Start DATASET ROWS

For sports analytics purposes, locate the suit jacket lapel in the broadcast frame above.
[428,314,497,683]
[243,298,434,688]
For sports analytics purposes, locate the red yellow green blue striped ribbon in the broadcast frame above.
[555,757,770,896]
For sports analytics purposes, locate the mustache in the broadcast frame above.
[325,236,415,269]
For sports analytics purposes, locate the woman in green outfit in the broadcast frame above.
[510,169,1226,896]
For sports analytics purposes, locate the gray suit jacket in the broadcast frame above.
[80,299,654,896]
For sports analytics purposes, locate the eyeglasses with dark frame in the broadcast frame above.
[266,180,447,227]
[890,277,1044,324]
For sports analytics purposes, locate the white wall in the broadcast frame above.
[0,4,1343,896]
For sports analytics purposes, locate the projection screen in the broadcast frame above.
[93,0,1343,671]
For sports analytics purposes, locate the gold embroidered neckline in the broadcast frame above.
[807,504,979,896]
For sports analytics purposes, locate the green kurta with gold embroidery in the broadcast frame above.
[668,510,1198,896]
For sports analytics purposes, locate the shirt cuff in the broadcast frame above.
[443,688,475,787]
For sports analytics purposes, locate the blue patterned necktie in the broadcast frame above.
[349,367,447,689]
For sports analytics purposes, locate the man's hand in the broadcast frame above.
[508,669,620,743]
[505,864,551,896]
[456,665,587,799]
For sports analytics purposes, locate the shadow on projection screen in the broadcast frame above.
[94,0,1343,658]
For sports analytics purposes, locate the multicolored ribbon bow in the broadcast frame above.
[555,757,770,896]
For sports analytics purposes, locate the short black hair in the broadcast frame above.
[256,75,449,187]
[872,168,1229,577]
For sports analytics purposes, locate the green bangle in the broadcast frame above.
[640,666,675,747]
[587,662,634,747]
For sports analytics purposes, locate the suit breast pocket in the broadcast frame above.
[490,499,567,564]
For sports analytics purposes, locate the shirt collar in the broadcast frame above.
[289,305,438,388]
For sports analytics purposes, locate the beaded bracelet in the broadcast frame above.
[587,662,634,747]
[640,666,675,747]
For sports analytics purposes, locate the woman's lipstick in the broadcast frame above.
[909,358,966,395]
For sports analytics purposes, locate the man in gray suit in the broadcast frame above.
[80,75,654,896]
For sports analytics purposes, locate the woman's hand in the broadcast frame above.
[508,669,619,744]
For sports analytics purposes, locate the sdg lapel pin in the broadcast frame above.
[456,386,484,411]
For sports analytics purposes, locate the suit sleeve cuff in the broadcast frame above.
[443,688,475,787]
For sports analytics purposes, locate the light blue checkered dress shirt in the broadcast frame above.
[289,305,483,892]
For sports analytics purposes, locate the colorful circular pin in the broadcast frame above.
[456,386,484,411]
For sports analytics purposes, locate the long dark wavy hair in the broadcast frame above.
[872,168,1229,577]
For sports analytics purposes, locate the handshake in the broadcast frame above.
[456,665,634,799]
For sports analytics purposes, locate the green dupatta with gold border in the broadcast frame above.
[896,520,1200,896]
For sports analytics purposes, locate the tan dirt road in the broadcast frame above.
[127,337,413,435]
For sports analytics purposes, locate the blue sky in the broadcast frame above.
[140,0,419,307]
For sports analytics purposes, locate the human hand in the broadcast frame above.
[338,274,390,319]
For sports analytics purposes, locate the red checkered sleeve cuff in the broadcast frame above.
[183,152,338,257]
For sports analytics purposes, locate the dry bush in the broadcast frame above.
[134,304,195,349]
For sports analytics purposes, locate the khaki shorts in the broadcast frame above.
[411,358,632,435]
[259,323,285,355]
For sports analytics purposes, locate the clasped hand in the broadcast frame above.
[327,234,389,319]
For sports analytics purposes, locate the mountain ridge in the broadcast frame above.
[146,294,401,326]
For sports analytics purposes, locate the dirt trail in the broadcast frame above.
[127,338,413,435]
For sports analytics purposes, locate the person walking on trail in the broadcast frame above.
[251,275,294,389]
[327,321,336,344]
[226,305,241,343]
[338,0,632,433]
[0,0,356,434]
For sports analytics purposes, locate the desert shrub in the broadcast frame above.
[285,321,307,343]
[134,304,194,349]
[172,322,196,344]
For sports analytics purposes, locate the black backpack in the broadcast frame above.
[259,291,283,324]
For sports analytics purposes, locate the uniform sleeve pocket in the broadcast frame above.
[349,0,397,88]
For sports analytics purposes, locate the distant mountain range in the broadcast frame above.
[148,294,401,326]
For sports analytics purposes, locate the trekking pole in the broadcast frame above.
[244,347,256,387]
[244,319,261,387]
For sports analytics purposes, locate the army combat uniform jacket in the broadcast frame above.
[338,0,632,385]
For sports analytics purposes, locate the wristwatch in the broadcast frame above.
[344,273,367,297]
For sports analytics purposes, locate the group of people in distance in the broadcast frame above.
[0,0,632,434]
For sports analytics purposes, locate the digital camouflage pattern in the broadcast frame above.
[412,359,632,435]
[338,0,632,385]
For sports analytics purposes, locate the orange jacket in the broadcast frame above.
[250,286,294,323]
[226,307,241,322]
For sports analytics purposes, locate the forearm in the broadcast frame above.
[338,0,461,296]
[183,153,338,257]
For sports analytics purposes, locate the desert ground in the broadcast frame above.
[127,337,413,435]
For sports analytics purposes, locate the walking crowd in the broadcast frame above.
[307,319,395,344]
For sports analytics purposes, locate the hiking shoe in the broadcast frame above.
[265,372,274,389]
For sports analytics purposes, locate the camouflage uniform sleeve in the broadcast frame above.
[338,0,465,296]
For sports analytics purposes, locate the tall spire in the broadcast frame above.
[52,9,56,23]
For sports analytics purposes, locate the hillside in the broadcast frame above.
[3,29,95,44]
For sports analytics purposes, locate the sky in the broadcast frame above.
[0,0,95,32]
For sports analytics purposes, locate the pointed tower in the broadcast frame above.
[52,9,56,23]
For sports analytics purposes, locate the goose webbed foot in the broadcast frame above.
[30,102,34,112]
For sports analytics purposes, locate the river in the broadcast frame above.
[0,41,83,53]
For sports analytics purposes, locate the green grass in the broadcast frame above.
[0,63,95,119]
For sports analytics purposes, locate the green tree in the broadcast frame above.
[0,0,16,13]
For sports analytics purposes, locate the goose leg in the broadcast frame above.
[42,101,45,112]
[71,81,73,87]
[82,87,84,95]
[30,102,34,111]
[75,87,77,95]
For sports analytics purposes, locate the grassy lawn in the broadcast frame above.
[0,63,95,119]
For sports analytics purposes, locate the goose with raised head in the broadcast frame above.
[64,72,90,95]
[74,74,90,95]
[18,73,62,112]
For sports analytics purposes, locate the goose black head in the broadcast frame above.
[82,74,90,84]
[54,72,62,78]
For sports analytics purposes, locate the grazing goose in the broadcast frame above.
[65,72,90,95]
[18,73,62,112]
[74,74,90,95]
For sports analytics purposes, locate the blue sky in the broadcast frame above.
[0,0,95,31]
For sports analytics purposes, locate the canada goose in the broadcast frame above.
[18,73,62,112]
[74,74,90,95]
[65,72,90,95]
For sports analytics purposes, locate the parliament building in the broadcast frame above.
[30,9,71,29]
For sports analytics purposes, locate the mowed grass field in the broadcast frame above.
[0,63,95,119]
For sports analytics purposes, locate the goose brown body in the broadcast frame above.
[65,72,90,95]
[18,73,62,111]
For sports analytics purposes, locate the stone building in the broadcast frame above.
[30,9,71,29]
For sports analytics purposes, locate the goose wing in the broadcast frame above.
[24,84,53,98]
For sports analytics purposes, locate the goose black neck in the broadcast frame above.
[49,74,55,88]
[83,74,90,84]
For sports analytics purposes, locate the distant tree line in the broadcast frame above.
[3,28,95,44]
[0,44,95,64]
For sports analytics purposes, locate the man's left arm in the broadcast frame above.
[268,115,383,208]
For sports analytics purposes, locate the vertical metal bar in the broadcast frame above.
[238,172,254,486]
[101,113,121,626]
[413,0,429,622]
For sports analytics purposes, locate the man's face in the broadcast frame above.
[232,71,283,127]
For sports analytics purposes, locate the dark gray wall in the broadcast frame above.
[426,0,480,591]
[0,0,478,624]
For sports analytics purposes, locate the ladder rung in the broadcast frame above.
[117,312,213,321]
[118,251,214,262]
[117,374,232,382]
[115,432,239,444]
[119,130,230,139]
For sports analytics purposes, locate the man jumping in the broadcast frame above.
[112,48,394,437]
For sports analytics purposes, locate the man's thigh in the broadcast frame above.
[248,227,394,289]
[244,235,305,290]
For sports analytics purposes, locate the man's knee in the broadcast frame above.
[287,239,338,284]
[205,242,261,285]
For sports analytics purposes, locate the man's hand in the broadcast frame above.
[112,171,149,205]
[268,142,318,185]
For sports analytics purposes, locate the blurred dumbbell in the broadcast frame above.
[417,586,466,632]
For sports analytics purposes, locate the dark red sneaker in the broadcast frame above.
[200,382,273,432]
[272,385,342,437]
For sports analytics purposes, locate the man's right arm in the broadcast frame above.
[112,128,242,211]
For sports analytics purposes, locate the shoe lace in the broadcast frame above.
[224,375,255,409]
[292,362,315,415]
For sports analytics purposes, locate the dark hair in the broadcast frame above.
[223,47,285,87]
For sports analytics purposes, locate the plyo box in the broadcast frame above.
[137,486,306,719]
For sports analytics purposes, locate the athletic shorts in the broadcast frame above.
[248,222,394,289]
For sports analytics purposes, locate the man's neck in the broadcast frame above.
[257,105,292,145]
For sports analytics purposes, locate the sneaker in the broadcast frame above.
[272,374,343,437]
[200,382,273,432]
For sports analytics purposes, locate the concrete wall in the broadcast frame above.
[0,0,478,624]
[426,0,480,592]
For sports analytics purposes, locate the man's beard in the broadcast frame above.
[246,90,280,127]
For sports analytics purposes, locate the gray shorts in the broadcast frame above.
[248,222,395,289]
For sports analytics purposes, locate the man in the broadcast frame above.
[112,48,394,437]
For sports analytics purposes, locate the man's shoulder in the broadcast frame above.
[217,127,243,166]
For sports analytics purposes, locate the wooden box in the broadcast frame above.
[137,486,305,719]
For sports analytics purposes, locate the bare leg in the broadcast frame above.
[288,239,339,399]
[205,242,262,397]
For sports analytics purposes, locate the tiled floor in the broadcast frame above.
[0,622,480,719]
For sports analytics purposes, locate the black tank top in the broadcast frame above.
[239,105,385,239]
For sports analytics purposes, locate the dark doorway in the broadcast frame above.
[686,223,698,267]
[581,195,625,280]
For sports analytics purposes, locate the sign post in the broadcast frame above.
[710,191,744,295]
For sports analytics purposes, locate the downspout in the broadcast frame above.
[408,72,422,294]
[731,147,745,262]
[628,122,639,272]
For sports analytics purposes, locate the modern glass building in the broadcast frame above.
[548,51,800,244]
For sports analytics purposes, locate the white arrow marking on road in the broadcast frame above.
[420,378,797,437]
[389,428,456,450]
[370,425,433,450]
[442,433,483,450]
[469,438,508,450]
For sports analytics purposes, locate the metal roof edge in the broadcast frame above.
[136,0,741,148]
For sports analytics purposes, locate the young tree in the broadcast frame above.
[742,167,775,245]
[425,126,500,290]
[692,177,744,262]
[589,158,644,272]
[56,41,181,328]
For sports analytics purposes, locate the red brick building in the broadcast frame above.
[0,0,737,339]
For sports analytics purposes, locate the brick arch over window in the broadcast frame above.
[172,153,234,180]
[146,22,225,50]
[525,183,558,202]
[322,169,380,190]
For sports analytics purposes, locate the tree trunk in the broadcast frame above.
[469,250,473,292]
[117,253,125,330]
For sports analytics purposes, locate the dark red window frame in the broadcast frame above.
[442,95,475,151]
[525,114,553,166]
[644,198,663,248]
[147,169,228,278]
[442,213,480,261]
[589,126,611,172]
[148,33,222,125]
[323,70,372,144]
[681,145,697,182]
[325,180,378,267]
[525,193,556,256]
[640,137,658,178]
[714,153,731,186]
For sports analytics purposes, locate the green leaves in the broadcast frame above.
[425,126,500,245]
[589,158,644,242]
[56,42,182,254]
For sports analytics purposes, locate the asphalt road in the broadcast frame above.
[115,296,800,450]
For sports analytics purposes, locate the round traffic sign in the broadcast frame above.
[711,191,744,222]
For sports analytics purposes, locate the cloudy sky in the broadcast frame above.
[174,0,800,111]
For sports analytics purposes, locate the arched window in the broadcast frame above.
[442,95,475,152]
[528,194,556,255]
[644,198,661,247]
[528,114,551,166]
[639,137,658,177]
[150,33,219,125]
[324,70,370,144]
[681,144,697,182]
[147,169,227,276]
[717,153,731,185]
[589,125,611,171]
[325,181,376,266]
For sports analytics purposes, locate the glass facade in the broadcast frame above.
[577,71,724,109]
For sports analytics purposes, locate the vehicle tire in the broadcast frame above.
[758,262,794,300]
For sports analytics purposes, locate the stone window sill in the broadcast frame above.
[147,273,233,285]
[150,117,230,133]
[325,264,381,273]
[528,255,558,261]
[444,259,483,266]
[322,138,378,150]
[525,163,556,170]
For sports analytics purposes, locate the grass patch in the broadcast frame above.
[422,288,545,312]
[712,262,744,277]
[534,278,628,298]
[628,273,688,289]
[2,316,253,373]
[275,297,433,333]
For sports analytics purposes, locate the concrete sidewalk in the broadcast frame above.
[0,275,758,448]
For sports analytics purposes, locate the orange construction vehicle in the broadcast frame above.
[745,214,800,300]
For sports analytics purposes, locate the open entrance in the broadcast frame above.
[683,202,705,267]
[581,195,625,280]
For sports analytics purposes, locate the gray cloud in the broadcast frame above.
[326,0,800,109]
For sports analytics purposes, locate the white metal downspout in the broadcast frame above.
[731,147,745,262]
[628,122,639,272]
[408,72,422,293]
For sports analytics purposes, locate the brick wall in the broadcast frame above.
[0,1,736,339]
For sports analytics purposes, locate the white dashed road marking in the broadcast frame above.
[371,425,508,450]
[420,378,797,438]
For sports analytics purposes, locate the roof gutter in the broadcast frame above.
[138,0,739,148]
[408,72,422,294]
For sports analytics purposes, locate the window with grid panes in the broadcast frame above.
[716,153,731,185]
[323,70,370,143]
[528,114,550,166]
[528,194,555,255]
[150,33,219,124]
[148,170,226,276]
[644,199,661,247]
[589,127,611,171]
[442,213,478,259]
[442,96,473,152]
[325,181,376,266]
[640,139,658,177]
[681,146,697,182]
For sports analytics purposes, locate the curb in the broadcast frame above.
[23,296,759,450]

End DATASET ROWS

■ **WHAT YOU WILL DO**
Write out the data line for line, everything from the line containing "For sports analytics purposes, locate the gray shorts" down to the line containing "[136,0,741,148]", including both of those lines.

■ **EXPECTED ANSWER**
For sports analytics purposes, locate the gray shorts in the broadcast frame above.
[248,222,395,289]
For sports analytics purposes, locate the man in the broadcast frame above.
[112,48,394,437]
For sports analytics purposes, locate the man's shoulder in the broadcast frame above.
[217,127,243,166]
For sports analytics purposes, locate the wooden box in the broadcast frame above.
[137,486,305,719]
For sports analytics purposes, locate the bare leg in the broadcast frame above.
[288,239,339,399]
[205,242,262,397]
For sports analytics purposes, locate the tiled floor in the broadcast frame above.
[0,622,480,719]
For sports analytics purposes, locate the black tank top in the broadcast frame above.
[239,105,385,239]
For sports analytics purposes, locate the dark doorway in the broadcast frame above.
[686,223,698,267]
[581,195,625,280]
For sports analytics purposes, locate the sign post in the broadcast frame above.
[710,191,744,295]
For sports analytics purposes, locate the downspout in the broadcast frame above.
[408,72,422,294]
[731,147,745,262]
[628,122,639,272]
For sports analytics purposes, locate the modern glass building in the broadcast frame above.
[548,51,800,244]
For sports analytics purposes, locate the white arrow marking on road in the broadcast frame above.
[420,378,797,437]
[389,428,456,450]
[370,425,433,450]
[442,433,483,450]
[469,438,508,450]
For sports analytics purposes, locate the metal roof edge in the broadcast frame above.
[136,0,741,148]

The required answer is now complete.